*DATA LINES*
****************************************

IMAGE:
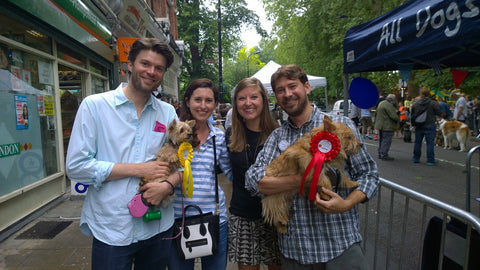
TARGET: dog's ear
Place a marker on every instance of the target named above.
(172, 125)
(328, 124)
(191, 123)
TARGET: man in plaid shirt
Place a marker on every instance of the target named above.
(320, 234)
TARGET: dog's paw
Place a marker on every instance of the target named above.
(281, 228)
(167, 201)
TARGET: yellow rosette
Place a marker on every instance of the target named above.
(187, 172)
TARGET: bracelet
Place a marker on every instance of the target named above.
(173, 188)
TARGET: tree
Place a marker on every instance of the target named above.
(245, 64)
(198, 28)
(310, 33)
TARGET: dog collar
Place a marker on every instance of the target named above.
(324, 146)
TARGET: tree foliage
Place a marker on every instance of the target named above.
(198, 28)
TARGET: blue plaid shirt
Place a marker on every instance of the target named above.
(313, 237)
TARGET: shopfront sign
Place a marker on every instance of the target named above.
(135, 16)
(7, 150)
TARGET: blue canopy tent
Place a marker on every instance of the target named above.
(419, 34)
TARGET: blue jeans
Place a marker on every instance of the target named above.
(429, 132)
(215, 262)
(143, 254)
(384, 143)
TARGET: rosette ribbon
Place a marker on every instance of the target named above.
(324, 146)
(187, 171)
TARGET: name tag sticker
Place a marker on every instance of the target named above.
(159, 127)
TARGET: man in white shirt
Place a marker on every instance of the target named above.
(113, 143)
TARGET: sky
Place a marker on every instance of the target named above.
(249, 36)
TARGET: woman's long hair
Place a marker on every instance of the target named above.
(185, 113)
(267, 123)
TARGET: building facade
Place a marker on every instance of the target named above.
(53, 53)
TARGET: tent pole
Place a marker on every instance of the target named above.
(326, 98)
(345, 94)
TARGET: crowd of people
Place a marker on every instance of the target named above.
(118, 133)
(393, 115)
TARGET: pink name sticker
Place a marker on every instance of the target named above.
(159, 127)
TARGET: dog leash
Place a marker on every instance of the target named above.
(217, 211)
(183, 215)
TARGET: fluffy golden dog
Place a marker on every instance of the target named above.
(177, 133)
(295, 159)
(455, 130)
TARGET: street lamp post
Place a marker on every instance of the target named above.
(220, 77)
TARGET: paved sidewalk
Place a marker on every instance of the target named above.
(69, 249)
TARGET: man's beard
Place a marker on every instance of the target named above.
(137, 84)
(298, 110)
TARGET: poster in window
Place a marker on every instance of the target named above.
(27, 76)
(16, 78)
(21, 107)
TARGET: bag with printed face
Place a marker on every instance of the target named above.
(200, 234)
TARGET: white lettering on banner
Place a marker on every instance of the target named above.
(390, 36)
(391, 31)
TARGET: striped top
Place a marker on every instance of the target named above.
(313, 237)
(203, 172)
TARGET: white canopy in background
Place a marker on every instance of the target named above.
(265, 73)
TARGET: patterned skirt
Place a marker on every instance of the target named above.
(252, 242)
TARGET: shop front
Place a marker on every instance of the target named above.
(49, 61)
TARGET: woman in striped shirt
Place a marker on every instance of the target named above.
(199, 102)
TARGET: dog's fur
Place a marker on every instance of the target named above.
(454, 130)
(295, 159)
(439, 140)
(177, 133)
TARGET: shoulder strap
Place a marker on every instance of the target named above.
(215, 173)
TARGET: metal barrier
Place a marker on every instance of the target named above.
(469, 174)
(394, 226)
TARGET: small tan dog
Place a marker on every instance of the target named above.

****************************************

*TASK DESCRIPTION*
Copy verbatim the part of the records above that opens with the line containing "TARGET: dog's fur" and runs to the end of the records.

*EXERCISE SOLUTION*
TARGET: dog's fur
Place a marker on every instance of the target named above.
(454, 130)
(295, 159)
(439, 140)
(177, 133)
TARGET: shoulder strap
Place a marker on every instance of the target named above.
(215, 173)
TARGET: metal barrier
Place a marker on every instance of the target named above.
(469, 174)
(394, 226)
TARGET: small tan dog
Place a marker on every instance of the target named above.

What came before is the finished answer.